■ **LISTING**:
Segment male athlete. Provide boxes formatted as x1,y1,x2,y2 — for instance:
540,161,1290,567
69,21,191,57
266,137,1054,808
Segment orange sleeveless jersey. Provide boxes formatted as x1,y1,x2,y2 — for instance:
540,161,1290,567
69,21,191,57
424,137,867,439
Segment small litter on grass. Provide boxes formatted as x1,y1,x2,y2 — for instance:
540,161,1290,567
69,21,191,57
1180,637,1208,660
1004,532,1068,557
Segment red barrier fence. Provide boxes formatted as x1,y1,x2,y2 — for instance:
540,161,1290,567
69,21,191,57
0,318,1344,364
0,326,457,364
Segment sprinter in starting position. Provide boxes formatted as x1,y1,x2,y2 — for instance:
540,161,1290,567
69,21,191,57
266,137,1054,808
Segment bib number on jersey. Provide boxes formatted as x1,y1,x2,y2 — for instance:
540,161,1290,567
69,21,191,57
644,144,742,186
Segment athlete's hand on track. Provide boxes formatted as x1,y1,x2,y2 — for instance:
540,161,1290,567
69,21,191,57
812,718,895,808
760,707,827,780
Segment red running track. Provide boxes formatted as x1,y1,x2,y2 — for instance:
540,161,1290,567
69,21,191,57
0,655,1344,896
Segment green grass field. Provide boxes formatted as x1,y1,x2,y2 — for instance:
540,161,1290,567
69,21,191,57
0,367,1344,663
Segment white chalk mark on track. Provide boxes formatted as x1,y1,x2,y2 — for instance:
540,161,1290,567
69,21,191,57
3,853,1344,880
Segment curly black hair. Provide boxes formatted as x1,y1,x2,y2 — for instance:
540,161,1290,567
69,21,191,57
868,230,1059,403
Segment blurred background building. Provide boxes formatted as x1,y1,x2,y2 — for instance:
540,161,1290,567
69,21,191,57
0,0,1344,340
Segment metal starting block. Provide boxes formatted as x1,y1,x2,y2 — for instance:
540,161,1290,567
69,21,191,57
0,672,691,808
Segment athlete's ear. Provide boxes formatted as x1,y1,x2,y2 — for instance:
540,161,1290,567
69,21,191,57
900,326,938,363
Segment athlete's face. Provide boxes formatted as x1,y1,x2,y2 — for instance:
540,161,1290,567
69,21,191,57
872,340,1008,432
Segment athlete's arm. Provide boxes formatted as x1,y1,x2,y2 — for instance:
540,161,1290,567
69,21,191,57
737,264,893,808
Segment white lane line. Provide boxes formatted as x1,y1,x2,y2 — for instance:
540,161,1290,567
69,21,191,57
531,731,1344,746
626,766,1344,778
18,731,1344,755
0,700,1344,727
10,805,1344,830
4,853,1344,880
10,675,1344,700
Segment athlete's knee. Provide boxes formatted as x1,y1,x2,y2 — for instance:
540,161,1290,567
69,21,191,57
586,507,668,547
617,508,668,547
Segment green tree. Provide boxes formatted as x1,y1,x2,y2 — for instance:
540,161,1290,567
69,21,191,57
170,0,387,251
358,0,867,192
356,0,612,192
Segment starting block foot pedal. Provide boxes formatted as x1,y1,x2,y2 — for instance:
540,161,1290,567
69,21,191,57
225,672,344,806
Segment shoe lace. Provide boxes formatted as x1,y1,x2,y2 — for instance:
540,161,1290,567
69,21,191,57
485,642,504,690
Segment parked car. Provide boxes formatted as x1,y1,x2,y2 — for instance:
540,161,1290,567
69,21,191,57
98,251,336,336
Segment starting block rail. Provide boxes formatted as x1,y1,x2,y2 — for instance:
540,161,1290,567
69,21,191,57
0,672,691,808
--
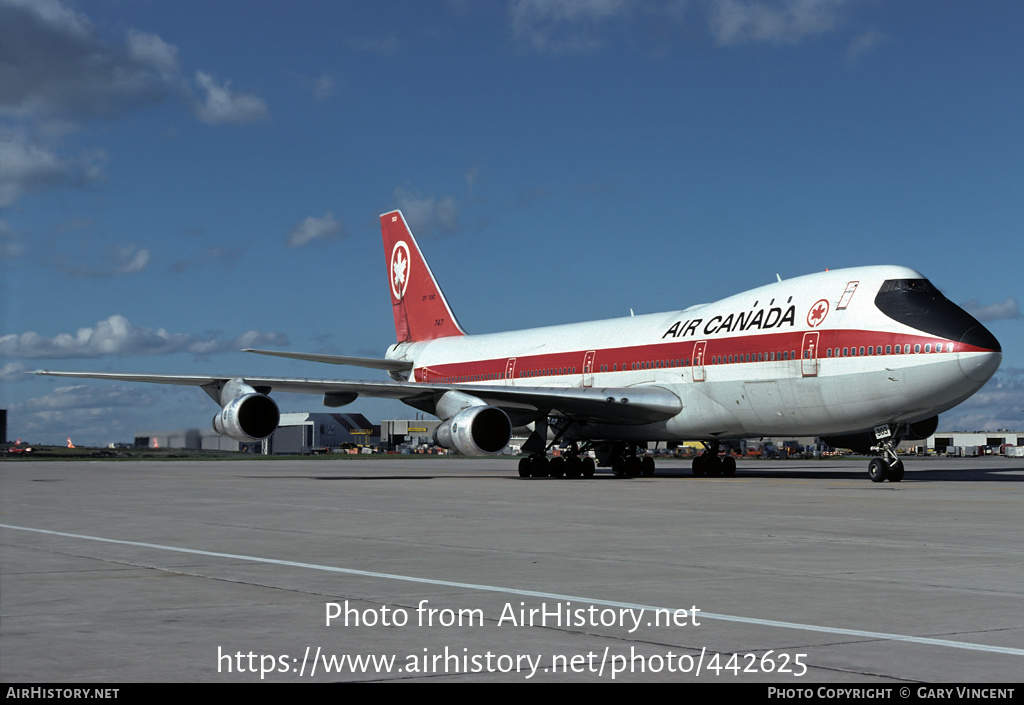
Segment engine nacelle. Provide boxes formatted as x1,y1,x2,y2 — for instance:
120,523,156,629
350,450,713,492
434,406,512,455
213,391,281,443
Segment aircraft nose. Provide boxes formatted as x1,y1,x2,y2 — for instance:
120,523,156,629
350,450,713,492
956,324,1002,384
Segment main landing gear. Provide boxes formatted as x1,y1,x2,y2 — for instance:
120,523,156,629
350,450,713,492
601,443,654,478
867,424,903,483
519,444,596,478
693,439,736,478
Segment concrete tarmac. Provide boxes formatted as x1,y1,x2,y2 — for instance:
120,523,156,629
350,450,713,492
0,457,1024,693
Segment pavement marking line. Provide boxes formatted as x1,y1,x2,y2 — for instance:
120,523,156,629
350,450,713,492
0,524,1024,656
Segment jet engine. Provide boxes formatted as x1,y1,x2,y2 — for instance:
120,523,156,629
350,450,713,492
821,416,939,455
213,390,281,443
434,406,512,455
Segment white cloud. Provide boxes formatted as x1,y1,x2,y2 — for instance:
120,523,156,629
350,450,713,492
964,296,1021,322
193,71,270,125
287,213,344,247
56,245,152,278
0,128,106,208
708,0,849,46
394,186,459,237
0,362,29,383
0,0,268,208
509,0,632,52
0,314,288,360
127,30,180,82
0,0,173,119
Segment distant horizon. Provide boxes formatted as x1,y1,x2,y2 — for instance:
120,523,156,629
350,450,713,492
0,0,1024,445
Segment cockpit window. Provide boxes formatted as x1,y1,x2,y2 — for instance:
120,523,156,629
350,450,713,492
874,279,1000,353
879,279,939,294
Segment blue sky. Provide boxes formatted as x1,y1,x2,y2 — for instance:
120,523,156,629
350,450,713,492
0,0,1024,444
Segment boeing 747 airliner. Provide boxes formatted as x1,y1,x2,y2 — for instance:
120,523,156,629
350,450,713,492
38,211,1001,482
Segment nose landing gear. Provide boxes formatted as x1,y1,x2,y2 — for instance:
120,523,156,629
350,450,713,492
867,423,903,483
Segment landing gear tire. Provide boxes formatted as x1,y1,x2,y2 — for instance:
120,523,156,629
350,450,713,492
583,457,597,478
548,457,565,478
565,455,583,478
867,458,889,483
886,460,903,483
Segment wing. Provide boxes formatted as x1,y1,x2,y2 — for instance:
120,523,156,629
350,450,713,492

■ **TASK TO CARRY OUT**:
Reproduce verbatim the data running from the line containing "Segment male athlete." up to and including the line containing "1004,532,1068,557", and output nothing else.

■ **IN RESPONSE**:
Segment male athlete. Provide boxes formatted as x1,y1,x2,y2 — for instance:
540,161,1290,567
69,21,191,57
266,137,1054,808
Segment orange sleeveless jersey. Provide boxes formatted as x1,y1,x2,y2 — for instance:
540,161,1290,567
69,21,191,57
424,137,867,439
Segment small litter on grass. Provide boxes formatted as x1,y1,x2,y2 — for instance:
540,161,1290,567
69,21,191,57
1180,637,1208,660
1004,532,1068,557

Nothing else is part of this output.